● **Instructions to follow**: Return every line of the records that contains the string "player".

● **Listed entries**:
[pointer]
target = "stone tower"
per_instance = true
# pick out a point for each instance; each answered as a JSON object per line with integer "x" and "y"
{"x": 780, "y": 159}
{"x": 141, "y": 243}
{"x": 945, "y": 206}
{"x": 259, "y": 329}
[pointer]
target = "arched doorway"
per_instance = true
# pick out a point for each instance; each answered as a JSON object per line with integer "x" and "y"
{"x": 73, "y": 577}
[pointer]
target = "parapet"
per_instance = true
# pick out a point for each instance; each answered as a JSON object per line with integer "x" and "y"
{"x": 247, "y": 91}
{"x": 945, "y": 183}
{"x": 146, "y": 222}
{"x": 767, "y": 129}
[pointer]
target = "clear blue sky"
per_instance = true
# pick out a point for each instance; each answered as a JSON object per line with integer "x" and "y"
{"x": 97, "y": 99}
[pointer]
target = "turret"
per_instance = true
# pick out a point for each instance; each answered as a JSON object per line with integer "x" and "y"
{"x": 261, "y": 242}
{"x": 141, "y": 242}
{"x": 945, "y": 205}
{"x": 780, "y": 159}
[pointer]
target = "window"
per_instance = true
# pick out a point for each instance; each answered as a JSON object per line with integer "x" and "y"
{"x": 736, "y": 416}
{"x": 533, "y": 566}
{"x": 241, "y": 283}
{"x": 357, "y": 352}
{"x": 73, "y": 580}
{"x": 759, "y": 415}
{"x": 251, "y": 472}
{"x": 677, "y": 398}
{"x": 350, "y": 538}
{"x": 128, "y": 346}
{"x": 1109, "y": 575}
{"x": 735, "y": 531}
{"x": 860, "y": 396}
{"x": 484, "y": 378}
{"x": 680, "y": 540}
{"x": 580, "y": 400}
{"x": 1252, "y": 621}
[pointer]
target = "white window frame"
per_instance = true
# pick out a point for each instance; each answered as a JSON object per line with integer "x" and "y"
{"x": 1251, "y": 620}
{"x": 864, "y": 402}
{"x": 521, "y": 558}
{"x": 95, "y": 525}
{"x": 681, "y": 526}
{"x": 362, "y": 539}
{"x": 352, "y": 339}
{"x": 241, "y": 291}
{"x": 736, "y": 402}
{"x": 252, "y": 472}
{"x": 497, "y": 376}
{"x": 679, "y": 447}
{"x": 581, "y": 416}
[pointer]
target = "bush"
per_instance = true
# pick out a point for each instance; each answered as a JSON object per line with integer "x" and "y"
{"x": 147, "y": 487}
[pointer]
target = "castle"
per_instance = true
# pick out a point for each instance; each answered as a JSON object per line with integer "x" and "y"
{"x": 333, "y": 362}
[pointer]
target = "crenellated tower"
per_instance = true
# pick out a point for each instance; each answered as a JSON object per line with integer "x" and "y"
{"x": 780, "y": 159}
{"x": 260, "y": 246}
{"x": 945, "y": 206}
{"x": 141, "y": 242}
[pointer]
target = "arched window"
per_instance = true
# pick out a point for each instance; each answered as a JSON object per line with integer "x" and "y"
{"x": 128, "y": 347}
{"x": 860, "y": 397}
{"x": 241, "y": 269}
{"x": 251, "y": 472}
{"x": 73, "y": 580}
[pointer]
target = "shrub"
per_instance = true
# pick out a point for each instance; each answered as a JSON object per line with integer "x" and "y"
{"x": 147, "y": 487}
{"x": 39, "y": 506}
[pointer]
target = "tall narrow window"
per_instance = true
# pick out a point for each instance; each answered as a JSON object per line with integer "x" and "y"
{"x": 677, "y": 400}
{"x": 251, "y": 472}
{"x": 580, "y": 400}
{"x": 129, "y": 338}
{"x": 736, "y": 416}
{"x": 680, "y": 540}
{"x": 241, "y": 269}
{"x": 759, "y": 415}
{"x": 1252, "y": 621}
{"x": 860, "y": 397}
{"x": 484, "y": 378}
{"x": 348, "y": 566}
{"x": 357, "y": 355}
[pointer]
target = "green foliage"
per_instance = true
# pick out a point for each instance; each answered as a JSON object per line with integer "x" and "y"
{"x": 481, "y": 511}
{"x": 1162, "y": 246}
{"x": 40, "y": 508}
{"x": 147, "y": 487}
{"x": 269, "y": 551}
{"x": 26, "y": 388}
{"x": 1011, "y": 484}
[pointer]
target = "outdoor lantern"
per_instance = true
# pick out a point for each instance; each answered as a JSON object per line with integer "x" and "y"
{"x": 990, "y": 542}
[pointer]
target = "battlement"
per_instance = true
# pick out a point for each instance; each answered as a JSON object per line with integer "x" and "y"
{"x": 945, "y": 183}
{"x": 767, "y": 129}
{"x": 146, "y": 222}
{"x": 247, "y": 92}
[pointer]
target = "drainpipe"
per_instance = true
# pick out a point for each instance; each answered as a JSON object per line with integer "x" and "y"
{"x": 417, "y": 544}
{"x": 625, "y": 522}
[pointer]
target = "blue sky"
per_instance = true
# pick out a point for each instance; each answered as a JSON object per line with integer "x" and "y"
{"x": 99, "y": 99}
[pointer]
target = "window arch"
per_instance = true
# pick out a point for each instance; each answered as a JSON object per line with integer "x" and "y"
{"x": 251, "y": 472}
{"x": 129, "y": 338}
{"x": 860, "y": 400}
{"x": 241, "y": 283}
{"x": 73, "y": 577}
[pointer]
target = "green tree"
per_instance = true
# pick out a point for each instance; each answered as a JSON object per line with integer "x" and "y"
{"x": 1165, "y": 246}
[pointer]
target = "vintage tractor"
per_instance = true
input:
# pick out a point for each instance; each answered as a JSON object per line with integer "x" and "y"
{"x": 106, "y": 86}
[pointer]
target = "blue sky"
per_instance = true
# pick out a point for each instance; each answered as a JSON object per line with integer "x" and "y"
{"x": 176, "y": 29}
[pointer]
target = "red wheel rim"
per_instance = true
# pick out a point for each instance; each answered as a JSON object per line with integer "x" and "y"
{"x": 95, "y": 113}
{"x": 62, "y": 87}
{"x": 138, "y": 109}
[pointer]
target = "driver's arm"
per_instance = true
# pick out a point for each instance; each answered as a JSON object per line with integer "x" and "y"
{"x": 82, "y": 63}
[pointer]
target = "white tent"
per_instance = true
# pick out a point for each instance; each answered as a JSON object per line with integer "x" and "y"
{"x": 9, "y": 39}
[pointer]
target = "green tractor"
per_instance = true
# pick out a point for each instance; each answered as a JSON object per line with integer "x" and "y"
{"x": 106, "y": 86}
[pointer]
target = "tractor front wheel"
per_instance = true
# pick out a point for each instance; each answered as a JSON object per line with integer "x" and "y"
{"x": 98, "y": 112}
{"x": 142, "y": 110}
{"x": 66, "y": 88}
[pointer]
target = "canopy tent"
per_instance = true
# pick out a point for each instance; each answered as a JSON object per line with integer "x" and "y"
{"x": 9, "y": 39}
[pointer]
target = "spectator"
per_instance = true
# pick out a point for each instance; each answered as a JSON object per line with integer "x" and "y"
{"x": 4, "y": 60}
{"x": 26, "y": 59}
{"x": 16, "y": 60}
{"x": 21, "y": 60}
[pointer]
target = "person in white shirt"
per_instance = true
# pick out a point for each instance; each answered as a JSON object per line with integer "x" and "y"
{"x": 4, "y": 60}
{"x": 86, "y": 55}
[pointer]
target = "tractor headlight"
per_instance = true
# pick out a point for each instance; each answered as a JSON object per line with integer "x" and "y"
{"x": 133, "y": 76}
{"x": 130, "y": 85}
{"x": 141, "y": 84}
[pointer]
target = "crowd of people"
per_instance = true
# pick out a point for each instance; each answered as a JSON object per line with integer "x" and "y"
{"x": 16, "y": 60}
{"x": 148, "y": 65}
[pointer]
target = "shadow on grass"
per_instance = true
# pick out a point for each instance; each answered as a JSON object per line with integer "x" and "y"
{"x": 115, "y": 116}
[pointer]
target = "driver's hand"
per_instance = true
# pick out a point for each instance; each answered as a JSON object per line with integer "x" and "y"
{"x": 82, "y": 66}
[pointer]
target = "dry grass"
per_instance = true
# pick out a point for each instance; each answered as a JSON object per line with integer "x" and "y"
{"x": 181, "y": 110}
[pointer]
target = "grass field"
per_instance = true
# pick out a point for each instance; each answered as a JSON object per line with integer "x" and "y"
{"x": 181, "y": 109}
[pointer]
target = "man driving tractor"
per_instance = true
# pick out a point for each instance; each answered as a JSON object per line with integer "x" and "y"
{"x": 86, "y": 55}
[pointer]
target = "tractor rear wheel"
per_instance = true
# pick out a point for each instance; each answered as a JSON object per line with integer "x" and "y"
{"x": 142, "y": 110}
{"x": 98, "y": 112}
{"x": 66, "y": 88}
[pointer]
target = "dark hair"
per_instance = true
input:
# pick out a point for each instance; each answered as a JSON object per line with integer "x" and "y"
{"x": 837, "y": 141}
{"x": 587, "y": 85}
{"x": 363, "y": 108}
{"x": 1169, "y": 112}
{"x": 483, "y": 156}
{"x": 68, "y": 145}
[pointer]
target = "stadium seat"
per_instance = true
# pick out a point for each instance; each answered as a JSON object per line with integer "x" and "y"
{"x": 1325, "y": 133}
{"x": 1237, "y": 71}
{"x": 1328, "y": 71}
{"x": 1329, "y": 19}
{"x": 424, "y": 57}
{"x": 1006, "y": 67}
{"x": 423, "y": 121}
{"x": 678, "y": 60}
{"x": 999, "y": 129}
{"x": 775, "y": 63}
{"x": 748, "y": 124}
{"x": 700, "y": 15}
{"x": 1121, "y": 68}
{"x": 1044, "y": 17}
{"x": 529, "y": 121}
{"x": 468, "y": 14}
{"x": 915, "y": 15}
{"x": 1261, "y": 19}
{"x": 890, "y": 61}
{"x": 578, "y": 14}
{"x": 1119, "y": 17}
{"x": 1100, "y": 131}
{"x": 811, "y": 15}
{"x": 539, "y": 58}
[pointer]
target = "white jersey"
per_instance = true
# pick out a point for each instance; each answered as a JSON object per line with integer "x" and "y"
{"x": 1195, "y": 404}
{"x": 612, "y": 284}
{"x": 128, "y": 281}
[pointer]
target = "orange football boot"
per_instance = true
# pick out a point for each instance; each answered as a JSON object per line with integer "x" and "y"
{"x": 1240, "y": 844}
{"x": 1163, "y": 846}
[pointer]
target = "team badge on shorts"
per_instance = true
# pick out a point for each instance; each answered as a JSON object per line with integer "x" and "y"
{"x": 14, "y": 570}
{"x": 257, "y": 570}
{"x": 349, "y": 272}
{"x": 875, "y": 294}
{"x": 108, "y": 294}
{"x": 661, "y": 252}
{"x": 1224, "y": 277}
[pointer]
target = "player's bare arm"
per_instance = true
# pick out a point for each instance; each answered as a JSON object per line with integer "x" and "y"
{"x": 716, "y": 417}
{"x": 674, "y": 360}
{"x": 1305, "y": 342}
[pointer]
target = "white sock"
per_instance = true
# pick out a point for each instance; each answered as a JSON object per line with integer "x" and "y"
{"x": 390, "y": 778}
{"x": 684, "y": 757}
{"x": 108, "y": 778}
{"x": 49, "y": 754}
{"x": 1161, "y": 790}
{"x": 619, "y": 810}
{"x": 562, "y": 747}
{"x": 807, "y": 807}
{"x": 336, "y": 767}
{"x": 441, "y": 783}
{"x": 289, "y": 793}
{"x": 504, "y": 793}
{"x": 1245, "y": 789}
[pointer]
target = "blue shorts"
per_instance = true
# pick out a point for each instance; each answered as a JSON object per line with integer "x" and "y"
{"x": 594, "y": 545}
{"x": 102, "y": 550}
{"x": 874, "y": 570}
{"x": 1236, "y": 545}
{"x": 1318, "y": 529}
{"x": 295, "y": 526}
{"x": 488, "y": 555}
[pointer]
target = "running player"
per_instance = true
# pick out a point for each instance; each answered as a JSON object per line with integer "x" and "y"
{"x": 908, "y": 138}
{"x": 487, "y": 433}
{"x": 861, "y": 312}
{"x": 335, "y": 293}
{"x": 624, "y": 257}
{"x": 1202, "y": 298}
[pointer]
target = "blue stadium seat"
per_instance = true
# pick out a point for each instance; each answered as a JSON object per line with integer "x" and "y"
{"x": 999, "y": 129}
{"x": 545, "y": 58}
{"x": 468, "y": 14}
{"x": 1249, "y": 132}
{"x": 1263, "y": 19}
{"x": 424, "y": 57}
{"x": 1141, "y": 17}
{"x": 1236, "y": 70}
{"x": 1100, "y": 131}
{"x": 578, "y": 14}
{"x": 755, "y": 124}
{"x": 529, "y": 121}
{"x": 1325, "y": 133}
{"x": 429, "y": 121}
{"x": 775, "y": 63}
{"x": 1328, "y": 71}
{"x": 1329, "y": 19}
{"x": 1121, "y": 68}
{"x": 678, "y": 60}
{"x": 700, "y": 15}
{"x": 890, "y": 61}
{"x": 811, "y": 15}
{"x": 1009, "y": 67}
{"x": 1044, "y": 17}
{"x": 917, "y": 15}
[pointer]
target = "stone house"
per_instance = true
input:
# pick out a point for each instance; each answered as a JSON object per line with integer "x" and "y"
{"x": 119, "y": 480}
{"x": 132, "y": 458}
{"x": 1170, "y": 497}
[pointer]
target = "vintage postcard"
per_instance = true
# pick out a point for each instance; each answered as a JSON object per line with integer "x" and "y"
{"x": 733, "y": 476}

● **Written solution**:
target = "player's bare arm"
target = "running player"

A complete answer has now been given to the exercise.